--- Input records Enclosed Below ---

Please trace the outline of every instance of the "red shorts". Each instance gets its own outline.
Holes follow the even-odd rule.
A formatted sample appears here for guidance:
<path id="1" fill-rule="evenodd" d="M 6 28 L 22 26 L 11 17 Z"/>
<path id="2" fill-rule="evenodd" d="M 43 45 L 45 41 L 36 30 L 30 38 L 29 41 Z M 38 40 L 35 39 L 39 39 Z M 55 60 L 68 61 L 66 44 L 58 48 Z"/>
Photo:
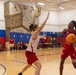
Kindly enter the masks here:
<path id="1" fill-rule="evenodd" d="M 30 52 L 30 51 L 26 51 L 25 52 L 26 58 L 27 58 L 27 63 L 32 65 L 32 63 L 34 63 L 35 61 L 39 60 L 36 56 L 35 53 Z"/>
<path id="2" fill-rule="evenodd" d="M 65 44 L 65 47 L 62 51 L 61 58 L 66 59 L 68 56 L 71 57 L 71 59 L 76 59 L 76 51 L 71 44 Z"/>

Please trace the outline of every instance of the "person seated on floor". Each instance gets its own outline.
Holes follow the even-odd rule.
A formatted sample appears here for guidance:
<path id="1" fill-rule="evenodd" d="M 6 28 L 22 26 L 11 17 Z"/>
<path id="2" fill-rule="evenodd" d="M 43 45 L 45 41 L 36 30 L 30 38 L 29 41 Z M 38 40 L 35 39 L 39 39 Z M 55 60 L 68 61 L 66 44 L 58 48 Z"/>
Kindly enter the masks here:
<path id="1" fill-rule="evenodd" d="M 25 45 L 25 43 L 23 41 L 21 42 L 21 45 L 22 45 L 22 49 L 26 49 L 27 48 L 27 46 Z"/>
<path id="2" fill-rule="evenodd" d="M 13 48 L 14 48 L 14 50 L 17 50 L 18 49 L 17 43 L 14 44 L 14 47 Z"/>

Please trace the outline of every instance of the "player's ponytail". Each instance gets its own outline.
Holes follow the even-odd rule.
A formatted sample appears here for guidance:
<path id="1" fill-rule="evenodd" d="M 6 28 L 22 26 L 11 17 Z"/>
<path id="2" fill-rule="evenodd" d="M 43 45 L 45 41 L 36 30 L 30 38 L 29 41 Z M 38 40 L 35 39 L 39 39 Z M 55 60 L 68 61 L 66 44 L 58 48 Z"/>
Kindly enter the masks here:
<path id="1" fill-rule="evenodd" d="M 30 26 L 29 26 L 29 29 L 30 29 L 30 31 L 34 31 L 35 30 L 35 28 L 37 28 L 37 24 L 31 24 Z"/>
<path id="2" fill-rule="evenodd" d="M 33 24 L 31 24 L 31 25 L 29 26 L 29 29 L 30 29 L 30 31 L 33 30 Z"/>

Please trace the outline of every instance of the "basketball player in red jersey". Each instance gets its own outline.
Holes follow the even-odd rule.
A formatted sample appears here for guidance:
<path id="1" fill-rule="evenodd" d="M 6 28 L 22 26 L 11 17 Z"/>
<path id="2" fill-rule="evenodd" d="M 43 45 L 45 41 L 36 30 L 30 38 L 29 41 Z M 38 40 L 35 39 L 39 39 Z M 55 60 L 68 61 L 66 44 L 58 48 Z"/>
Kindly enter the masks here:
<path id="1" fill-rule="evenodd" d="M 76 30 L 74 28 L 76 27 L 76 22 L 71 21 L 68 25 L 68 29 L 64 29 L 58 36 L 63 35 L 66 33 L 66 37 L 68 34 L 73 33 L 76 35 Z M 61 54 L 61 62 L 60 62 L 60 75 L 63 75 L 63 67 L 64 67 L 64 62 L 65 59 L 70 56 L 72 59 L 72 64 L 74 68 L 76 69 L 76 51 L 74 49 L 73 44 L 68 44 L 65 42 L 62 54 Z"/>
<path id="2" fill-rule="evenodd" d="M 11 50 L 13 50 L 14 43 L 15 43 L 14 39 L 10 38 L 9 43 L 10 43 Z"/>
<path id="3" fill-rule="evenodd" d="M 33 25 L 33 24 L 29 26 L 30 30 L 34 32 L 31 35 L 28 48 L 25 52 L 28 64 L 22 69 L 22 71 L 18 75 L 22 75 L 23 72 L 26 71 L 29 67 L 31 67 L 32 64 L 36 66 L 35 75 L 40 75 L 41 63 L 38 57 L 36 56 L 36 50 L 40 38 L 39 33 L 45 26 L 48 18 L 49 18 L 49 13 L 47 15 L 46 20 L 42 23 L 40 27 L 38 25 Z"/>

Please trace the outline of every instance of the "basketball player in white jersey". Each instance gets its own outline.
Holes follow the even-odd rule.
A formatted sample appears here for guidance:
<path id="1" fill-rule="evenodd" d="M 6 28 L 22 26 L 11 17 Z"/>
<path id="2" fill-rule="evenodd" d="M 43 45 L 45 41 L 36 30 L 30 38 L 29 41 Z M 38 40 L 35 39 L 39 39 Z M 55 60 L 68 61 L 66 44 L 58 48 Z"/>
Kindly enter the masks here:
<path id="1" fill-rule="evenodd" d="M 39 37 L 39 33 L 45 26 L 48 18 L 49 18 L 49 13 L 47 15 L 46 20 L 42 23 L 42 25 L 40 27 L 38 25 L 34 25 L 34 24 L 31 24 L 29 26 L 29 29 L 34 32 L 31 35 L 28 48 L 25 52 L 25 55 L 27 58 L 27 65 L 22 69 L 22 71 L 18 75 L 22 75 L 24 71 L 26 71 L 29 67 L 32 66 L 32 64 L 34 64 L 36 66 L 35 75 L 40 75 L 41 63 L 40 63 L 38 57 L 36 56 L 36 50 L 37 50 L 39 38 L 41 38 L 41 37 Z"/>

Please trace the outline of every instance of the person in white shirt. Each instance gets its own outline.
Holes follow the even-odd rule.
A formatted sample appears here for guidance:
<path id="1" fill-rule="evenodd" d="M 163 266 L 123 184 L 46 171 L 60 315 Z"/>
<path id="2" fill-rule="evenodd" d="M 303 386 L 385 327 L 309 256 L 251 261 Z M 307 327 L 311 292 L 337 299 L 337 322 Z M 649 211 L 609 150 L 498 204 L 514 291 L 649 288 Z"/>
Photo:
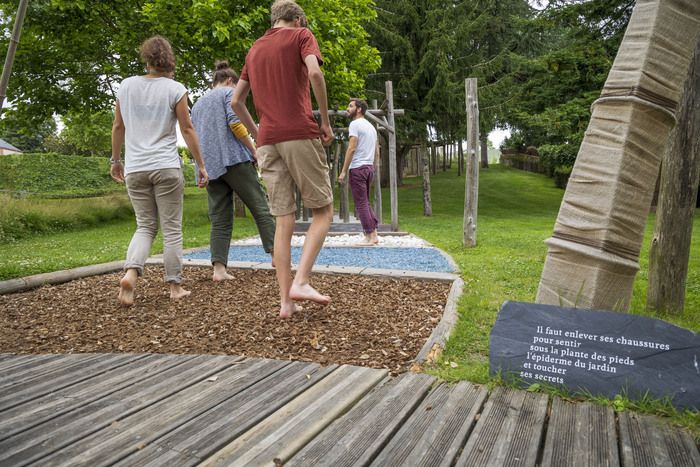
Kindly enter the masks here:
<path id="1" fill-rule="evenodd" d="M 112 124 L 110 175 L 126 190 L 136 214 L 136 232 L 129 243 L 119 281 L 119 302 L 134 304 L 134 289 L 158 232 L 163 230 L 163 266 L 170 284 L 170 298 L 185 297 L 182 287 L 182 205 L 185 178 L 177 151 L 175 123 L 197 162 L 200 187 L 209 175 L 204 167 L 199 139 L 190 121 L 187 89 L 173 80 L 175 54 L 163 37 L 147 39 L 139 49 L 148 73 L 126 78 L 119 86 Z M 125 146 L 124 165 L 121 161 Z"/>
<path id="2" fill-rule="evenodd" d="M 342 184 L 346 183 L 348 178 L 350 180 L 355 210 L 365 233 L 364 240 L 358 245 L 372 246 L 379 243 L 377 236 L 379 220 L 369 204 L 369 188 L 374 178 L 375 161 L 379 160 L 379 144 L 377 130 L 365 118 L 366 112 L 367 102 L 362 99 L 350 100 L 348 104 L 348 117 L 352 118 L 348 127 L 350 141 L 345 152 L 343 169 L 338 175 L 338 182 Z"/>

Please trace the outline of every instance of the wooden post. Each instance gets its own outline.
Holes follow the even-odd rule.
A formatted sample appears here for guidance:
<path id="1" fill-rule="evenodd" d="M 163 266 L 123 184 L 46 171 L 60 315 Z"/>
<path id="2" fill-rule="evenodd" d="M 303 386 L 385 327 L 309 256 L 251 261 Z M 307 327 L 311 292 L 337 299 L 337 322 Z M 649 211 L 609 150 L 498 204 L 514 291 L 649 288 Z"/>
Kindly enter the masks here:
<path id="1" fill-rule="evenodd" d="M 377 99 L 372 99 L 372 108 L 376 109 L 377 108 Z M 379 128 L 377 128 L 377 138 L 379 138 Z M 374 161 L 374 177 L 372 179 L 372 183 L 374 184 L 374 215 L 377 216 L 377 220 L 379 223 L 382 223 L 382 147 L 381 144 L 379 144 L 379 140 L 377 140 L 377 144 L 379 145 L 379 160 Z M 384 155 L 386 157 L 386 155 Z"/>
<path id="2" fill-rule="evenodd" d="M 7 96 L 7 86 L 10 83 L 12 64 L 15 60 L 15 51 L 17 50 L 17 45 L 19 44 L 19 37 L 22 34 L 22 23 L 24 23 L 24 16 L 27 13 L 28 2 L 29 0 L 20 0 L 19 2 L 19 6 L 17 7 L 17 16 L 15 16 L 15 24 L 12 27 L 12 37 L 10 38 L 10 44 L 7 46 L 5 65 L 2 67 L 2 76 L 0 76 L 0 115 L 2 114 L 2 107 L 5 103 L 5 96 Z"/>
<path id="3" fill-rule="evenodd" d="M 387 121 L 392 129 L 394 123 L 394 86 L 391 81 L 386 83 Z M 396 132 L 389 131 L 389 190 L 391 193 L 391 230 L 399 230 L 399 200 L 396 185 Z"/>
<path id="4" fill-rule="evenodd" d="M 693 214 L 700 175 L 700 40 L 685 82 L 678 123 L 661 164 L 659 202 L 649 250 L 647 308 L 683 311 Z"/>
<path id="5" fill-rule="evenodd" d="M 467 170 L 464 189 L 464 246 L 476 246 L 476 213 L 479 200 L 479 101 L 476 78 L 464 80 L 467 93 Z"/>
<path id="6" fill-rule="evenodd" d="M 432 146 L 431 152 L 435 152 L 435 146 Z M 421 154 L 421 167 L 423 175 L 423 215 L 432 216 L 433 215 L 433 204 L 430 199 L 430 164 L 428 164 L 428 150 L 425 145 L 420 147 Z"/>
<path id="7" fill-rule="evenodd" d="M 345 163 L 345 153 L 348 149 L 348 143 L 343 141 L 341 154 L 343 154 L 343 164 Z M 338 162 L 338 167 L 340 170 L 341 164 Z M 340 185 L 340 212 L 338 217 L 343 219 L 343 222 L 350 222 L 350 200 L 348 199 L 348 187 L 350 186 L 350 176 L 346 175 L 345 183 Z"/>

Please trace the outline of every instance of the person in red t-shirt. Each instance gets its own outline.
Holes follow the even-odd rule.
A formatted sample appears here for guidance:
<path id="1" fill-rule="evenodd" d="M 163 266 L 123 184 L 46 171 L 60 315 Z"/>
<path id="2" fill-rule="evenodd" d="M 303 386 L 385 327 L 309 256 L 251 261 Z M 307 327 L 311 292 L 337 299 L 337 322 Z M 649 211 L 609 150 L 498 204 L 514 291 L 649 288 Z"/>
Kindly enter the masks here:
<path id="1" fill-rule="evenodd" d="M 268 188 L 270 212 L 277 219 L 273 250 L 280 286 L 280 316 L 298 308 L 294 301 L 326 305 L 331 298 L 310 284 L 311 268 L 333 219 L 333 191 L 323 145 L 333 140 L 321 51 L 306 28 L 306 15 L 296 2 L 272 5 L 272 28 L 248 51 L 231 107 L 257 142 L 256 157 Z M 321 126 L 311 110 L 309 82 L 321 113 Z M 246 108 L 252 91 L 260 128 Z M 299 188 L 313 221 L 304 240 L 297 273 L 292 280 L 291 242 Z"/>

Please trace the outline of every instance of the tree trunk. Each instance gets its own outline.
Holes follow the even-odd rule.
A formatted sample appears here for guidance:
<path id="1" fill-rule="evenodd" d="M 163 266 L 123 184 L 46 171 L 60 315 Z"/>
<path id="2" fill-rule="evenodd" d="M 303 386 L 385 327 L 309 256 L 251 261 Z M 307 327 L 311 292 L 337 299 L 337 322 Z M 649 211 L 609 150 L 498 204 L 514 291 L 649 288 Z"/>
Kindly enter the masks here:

--- End of Enclosed Input records ---

### What the exercise asks
Find how many lines above include "basketball", then write only that count.

### Written answer
2